= Given instruction =
Please render all of the items below as a JSON list of strings, with one string per line and any blank lines omitted.

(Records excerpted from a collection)
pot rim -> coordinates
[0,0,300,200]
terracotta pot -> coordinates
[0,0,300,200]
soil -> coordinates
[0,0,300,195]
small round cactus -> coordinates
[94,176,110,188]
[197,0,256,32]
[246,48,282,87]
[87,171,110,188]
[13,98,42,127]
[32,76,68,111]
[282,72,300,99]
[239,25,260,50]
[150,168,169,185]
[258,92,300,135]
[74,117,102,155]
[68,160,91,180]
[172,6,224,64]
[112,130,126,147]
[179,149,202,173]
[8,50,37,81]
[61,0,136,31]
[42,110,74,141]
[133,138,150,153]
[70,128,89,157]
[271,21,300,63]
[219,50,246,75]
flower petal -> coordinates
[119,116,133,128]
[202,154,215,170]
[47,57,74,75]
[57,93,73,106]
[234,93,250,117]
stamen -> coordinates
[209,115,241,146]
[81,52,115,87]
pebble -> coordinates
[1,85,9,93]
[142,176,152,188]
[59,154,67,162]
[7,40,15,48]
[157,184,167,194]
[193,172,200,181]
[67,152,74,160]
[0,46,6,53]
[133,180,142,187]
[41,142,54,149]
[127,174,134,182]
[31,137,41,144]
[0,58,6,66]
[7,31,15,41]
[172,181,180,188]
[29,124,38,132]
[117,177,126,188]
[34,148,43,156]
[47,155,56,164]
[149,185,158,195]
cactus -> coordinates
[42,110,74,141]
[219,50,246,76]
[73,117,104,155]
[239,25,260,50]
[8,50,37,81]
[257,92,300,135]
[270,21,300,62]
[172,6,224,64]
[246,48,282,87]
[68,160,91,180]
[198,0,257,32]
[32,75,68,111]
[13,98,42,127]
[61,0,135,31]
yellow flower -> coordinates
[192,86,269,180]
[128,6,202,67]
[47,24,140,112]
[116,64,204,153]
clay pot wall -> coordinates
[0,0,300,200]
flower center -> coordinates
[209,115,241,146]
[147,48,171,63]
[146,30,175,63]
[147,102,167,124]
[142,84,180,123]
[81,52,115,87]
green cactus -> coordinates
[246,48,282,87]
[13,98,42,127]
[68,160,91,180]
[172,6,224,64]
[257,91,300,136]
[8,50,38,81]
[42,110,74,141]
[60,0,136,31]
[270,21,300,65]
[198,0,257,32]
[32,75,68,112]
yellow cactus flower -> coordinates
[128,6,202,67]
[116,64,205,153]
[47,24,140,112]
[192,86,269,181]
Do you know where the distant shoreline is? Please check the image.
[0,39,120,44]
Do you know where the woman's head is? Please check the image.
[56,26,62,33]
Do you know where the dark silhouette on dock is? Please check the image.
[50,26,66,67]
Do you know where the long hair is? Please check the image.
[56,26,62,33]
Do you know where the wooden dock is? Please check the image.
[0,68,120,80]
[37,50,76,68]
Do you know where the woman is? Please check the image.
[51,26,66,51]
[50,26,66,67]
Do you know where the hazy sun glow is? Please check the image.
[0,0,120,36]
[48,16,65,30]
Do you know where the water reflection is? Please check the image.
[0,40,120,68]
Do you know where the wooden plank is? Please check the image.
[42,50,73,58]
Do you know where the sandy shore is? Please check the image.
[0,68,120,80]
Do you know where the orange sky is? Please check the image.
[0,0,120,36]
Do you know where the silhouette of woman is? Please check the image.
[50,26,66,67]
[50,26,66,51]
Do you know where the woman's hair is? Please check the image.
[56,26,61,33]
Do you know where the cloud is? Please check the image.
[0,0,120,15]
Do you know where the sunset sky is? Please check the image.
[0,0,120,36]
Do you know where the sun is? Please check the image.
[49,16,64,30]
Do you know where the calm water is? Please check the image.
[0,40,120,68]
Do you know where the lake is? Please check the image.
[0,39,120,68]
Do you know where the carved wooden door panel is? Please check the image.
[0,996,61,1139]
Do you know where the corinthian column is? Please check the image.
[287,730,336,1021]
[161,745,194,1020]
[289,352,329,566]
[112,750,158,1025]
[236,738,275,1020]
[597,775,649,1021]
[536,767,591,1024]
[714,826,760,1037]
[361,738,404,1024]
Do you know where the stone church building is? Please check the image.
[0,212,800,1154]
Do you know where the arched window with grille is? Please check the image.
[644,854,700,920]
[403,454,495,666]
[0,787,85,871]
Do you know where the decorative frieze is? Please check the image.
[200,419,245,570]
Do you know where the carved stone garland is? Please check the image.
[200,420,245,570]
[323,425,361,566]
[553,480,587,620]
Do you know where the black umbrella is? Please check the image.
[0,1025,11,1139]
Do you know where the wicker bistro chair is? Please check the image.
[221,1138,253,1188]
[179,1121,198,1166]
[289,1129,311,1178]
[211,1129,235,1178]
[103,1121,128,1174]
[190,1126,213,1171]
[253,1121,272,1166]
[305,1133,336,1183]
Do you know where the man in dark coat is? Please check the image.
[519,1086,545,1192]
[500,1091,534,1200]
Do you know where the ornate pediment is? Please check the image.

= Written solution =
[
  "pot rim -> coordinates",
  "[0,0,300,200]",
  "terracotta pot -> coordinates",
  "[0,0,300,200]",
  "soil -> coordinates",
  "[0,0,300,195]",
  "small round cactus -> coordinates",
  "[94,176,110,188]",
  "[197,0,256,32]",
  "[246,48,282,87]",
  "[87,171,110,188]",
  "[13,98,42,127]",
  "[32,76,68,111]",
  "[282,72,300,99]",
  "[239,25,260,50]",
  "[150,168,169,185]",
  "[258,92,300,135]",
  "[74,117,102,155]",
  "[68,160,91,180]",
  "[172,6,224,64]",
  "[112,130,126,147]",
  "[179,149,202,173]",
  "[8,50,37,81]",
  "[61,0,136,31]",
  "[42,110,74,141]",
  "[133,138,150,153]",
  "[70,128,89,157]",
  "[271,21,300,63]",
  "[219,50,246,75]",
  "flower petal -> coordinates",
  "[119,116,133,128]",
  "[202,154,215,170]",
  "[47,57,74,75]",
  "[57,93,73,106]",
  "[234,93,250,117]",
  "stamen -> coordinates",
  "[209,115,241,146]",
  "[81,52,115,87]",
  "pebble -> coordinates",
  "[1,85,9,93]",
  "[142,176,152,188]",
  "[59,154,67,162]",
  "[7,40,15,48]",
  "[157,184,167,194]",
  "[193,172,200,181]",
  "[67,152,74,160]",
  "[0,46,6,53]",
  "[133,180,142,187]",
  "[41,142,54,149]",
  "[127,174,134,182]",
  "[31,137,41,144]",
  "[0,58,6,66]",
  "[7,31,15,41]",
  "[172,181,180,188]",
  "[29,124,38,132]",
  "[117,177,126,188]",
  "[34,148,43,156]",
  "[47,155,56,164]",
  "[149,185,158,195]",
  "cactus -> coordinates",
  "[42,110,74,141]",
  "[219,50,246,76]",
  "[73,117,104,155]",
  "[239,25,260,50]",
  "[8,50,37,81]",
  "[257,92,300,135]",
  "[270,21,300,62]",
  "[172,6,224,64]",
  "[246,48,282,87]",
  "[68,160,91,180]",
  "[198,0,257,32]",
  "[32,75,68,111]",
  "[13,98,42,127]",
  "[61,0,135,31]",
  "yellow flower -> coordinates",
  "[192,86,269,180]",
  "[128,6,202,67]",
  "[47,24,140,112]",
  "[116,64,204,153]",
  "clay pot wall -> coordinates",
  "[0,0,300,200]",
  "flower center -> coordinates",
  "[209,115,241,146]",
  "[147,48,171,63]",
  "[146,30,175,63]",
  "[147,102,167,124]",
  "[142,84,180,123]",
  "[81,52,115,87]",
  "green cactus -> coordinates",
  "[246,48,282,87]",
  "[13,98,42,127]",
  "[68,160,91,180]",
  "[172,6,224,64]",
  "[257,91,300,136]",
  "[8,50,38,81]",
  "[42,110,74,141]",
  "[60,0,136,31]",
  "[270,21,300,65]",
  "[198,0,257,32]",
  "[32,75,68,112]",
  "yellow cactus flower -> coordinates",
  "[128,6,202,67]",
  "[116,64,205,153]",
  "[47,24,140,112]",
  "[192,86,269,181]",
  "Do you know where the distant shoreline is? Please check the image.",
  "[0,39,120,44]",
  "Do you know where the woman's head is? Please check the image.",
  "[56,26,62,33]",
  "Do you know where the dark silhouette on dock is? Please check the image.",
  "[50,26,66,67]",
  "Do you know where the long hair is? Please check the image.",
  "[56,26,62,33]",
  "Do you know where the wooden dock is? Please check the image.",
  "[0,68,120,80]",
  "[37,50,76,68]",
  "Do you know where the woman is? Please check the image.",
  "[51,26,66,51]",
  "[50,26,66,67]",
  "Do you know where the hazy sun glow is? Please check the image.",
  "[0,0,120,36]",
  "[48,16,65,30]",
  "Do you know where the water reflection is? Please check the image.",
  "[0,40,120,68]",
  "Do you know where the wooden plank is? Please check the image.",
  "[42,50,73,58]",
  "Do you know where the sandy shore is? Please check the image.",
  "[0,68,120,80]",
  "Do you know where the orange sky is? Please check the image.",
  "[0,0,120,36]",
  "Do you know where the silhouette of woman is? Please check the image.",
  "[50,26,66,67]",
  "[50,26,66,51]",
  "Do you know where the woman's hair is? Please check the image.",
  "[56,26,61,33]",
  "Do you know where the cloud is? Please check the image.",
  "[0,0,120,15]",
  "Do you know where the sunset sky is? Please check the image.",
  "[0,0,120,36]",
  "Do you know where the sun is? Please check the image.",
  "[49,16,64,30]",
  "Do you know where the calm water is? Please check the image.",
  "[0,40,120,68]",
  "Do you know where the lake is? Please check the image.",
  "[0,39,120,68]",
  "Do you know where the carved wooden door panel is? Please check the image.",
  "[0,996,61,1139]",
  "Do you know where the corinthian column is? Please check the image.",
  "[287,730,336,1021]",
  "[161,745,194,1020]",
  "[289,352,329,566]",
  "[112,750,158,1025]",
  "[236,738,275,1020]",
  "[597,775,649,1021]",
  "[536,767,591,1024]",
  "[714,826,760,1037]",
  "[361,738,404,1024]",
  "Do you know where the stone church building is? Please check the image.",
  "[0,212,800,1154]",
  "Do you know where the arched window with grille is? Please check the image.",
  "[644,854,700,920]",
  "[403,454,495,666]",
  "[0,787,85,871]",
  "Do you know where the decorative frieze is? Please check the image.",
  "[200,419,245,570]",
  "Do you know where the carved stone garland is? Please check the image.",
  "[200,420,245,570]",
  "[323,425,361,566]",
  "[553,480,587,620]",
  "Do you know where the black umbrella is? Please check the image.",
  "[0,1025,11,1139]",
  "Do you know where the wicker bistro chair is? Please check the image.",
  "[221,1138,253,1188]",
  "[179,1121,198,1166]",
  "[289,1129,311,1178]",
  "[211,1129,235,1178]",
  "[103,1121,128,1174]",
  "[190,1126,213,1171]",
  "[253,1121,272,1166]",
  "[305,1133,336,1183]",
  "Do you know where the man in dark coat is? Please check the image.",
  "[519,1086,545,1192]",
  "[500,1091,534,1200]",
  "Do you know where the ornate pediment is? Please check the image."
]